→ BRIEF A
In the post on creating the "intelligent" meeting, which social media platforms do the new event-centric apps give users access to?
→ BRIEF B
Rewrite the post on creating the "intelligent" meeting from "Mobile phones are" up to and including "navigate the meeting.", replacing "navigational tools" with "wayfinding tools".

→ EXCERPT
══════

Archive for February, 2011

Creating the “Intelligent” Meeting

When used together, Smartphones, iPads and Radio Frequency Identification Tags (RFID) create an “environment” that provides meeting planners and corporate sales staff with the opportunity to deeply understand the attendee experience. The business intelligence gleaned from analyzing how attendees navigate the meeting, interact with meeting content, engage corporate sales representatives, and rate meeting features can transform conferences, sales meetings, and user group experiences into high-level tools for achieving meeting and organizational objectives.


Mobile phones are the new navigational tools for meetings and conferences.  The new event-centric apps provide users with maps and floor plans, conference agendas, meeting-setting capabilities, and access to social media platforms such as Twitter or Facebook. By providing conference attendees with access to these valuable tools through smartphones, meeting planners open the door to rich metrics about which programming and topics attendees are interested in, what content they download, how they rate sessions and speakers, and how they use mobile tools to navigate the meeting.


Mobile tablets including iPads are fast becoming the data collection devices of choice at corporate meetings and conferences. Sales representatives are using these appliances to engage in consultative dialogues with attendees in order to build rich profiles on their needs, preferences, and buying cycles. Some meeting planners have begun distributing iPads to broaden the attendees’ conference experience, communicate vital information, and provide important content. In both cases, the tablets are being used to collect critical business intelligence for real-time and post-event analysis.

══════

→ LISTED RECORDS
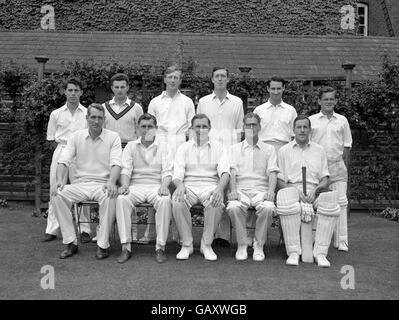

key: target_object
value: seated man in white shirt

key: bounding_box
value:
[51,103,122,259]
[309,87,352,251]
[116,113,173,263]
[227,112,278,261]
[172,113,230,261]
[277,116,340,267]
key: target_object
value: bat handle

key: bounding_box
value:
[302,167,307,196]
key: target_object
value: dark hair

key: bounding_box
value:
[242,112,261,125]
[191,113,211,127]
[164,64,183,78]
[294,114,312,129]
[266,76,287,88]
[110,73,129,87]
[137,113,157,126]
[211,66,229,78]
[64,77,82,90]
[87,103,105,116]
[319,86,337,100]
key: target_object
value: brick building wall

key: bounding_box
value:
[0,0,356,35]
[358,0,389,37]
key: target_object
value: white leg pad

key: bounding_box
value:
[313,191,340,257]
[277,188,301,256]
[330,181,348,248]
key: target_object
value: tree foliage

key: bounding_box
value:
[0,57,399,205]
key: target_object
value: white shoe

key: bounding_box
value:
[252,243,265,261]
[315,254,330,268]
[176,246,194,260]
[200,244,218,261]
[236,244,248,261]
[285,253,299,266]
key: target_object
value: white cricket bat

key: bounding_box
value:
[301,167,313,263]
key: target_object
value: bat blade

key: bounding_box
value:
[301,167,313,263]
[301,222,313,263]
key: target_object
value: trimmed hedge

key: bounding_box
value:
[0,59,399,208]
[0,0,356,35]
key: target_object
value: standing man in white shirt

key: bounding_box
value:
[42,78,90,242]
[148,66,195,154]
[197,67,244,247]
[103,73,143,240]
[51,103,122,259]
[277,116,340,267]
[104,73,143,147]
[148,66,195,241]
[254,77,297,151]
[252,76,297,244]
[172,113,230,261]
[227,112,279,261]
[116,113,173,263]
[309,87,352,251]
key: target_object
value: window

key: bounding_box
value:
[357,3,368,36]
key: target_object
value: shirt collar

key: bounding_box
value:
[291,138,312,148]
[266,99,285,108]
[318,111,337,118]
[85,128,105,141]
[161,90,180,99]
[191,137,211,148]
[136,136,159,149]
[211,91,231,100]
[242,139,261,149]
[61,103,86,111]
[109,97,131,106]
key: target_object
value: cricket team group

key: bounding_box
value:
[43,66,352,267]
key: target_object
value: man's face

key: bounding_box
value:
[192,118,211,141]
[244,118,260,139]
[138,119,157,141]
[163,71,181,91]
[294,119,310,144]
[111,80,129,100]
[212,69,229,89]
[267,81,285,100]
[65,83,83,103]
[319,91,338,113]
[86,108,105,132]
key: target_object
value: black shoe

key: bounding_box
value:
[212,238,230,248]
[42,233,57,242]
[80,232,91,243]
[60,242,78,259]
[155,249,168,263]
[96,246,109,260]
[116,249,132,263]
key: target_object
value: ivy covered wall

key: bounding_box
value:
[0,0,356,35]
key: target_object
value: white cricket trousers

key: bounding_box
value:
[172,185,224,247]
[116,185,172,250]
[45,144,90,235]
[52,182,116,249]
[227,189,276,246]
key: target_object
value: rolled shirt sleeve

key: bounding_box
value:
[161,148,173,180]
[47,111,57,141]
[320,149,330,180]
[217,146,230,178]
[266,147,280,174]
[58,133,77,167]
[173,143,188,181]
[344,119,352,148]
[109,136,122,168]
[121,142,133,178]
[277,149,288,183]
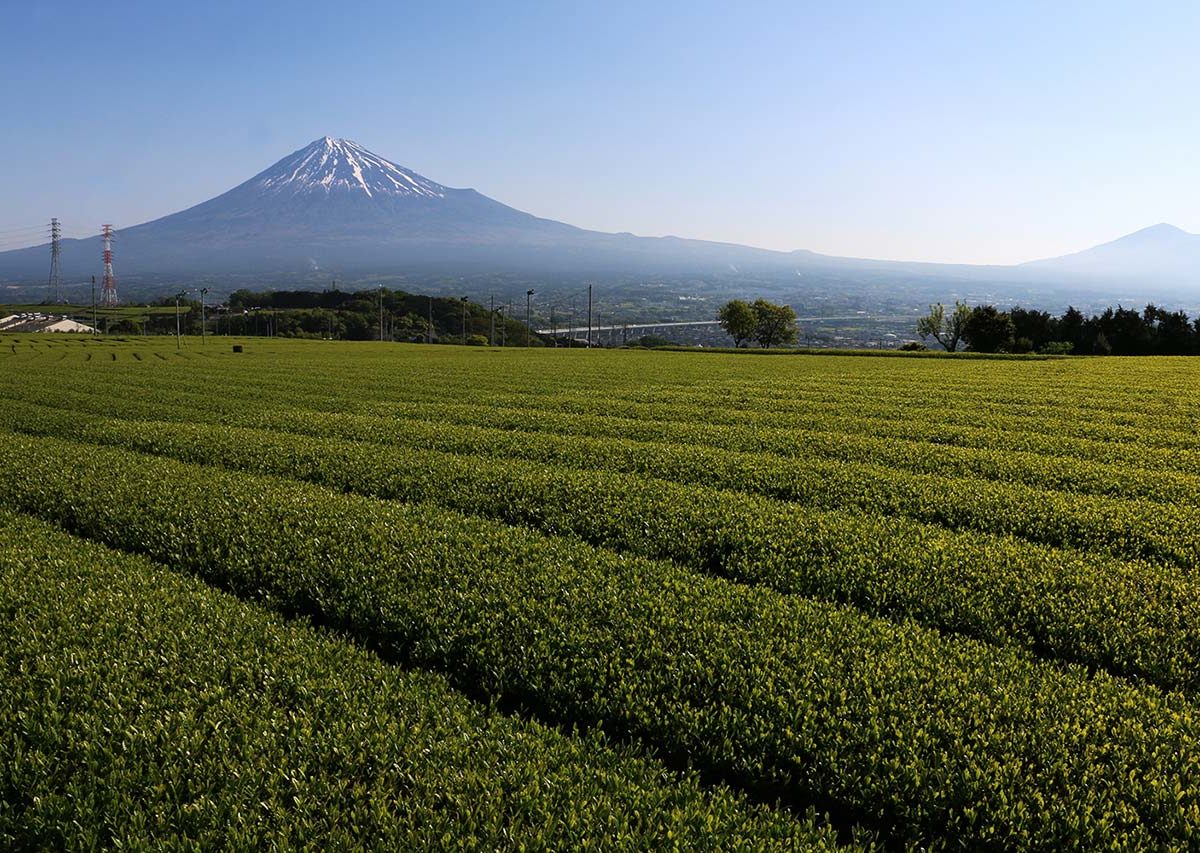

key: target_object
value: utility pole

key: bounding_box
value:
[100,226,116,308]
[526,288,536,347]
[47,218,62,305]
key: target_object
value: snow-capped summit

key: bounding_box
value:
[250,137,446,198]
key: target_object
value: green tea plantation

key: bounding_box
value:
[0,336,1200,851]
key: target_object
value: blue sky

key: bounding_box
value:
[0,0,1200,263]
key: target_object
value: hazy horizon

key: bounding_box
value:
[0,2,1200,264]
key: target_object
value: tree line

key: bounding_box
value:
[917,302,1200,355]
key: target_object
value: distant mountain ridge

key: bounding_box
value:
[1021,222,1200,289]
[0,137,1200,299]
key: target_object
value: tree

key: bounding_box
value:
[751,299,796,349]
[962,305,1013,353]
[917,300,971,353]
[716,299,758,347]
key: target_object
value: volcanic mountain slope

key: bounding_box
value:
[1022,222,1200,292]
[9,137,1200,301]
[0,137,816,280]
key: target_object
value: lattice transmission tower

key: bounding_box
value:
[47,218,62,302]
[100,226,116,307]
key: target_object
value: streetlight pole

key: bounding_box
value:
[526,288,536,347]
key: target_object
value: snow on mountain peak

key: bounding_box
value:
[254,137,445,198]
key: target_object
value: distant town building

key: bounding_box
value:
[0,313,96,335]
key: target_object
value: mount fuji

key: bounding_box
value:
[0,137,1200,302]
[0,137,816,290]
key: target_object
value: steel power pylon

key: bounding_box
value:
[100,226,116,308]
[47,218,62,302]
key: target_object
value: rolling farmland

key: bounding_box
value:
[0,336,1200,849]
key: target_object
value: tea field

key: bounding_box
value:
[0,336,1200,849]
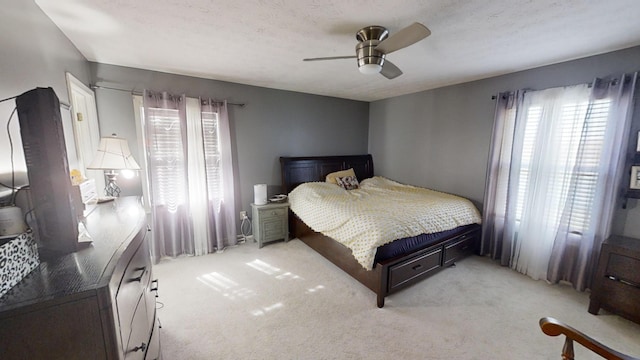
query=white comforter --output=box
[289,176,481,270]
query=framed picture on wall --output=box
[629,165,640,189]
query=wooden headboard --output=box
[280,154,373,194]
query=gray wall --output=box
[0,0,89,202]
[90,63,369,217]
[369,47,640,237]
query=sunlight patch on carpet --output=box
[196,272,256,300]
[251,302,284,316]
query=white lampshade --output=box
[87,136,140,170]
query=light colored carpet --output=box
[154,239,640,360]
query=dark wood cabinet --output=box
[0,197,160,359]
[589,236,640,324]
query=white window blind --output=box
[136,98,223,211]
[516,99,611,234]
[202,112,222,200]
[147,108,187,211]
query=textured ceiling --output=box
[36,0,640,101]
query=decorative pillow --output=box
[336,176,360,190]
[325,169,356,184]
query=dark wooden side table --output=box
[589,235,640,324]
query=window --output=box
[516,99,610,235]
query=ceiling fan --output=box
[303,22,431,79]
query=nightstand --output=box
[589,235,640,324]
[251,202,289,248]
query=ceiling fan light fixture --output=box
[358,64,382,75]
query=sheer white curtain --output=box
[482,75,636,290]
[143,91,237,262]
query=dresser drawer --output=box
[260,208,287,220]
[443,232,478,266]
[599,278,640,322]
[389,248,442,290]
[605,254,640,286]
[116,241,151,352]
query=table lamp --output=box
[87,134,140,197]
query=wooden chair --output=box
[540,317,640,360]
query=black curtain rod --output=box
[89,84,245,107]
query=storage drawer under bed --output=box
[443,231,480,266]
[389,247,442,291]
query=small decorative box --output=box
[0,232,40,297]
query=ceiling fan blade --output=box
[376,23,431,54]
[302,55,356,61]
[380,59,402,80]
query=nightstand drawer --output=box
[260,209,287,220]
[251,203,289,248]
[605,254,640,285]
[262,219,286,240]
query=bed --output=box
[280,155,480,308]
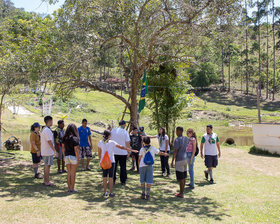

══════

→ PROBLEM SOLUTION A
Twitter or Facebook

→ PROBLEM SOLUTION B
Mobile phones are the new wayfinding tools for meetings and conferences.  The new event-centric apps provide users with maps and floor plans, conference agendas, meeting-setting capabilities, and access to social media platforms such as Twitter or Facebook. By providing conference attendees with access to these valuable tools through smartphones, meeting planners open the door to rich metrics about which programming and topics attendees are interested in, what content they download, how they rate sessions and speakers, and how they use mobile tools to navigate the meeting.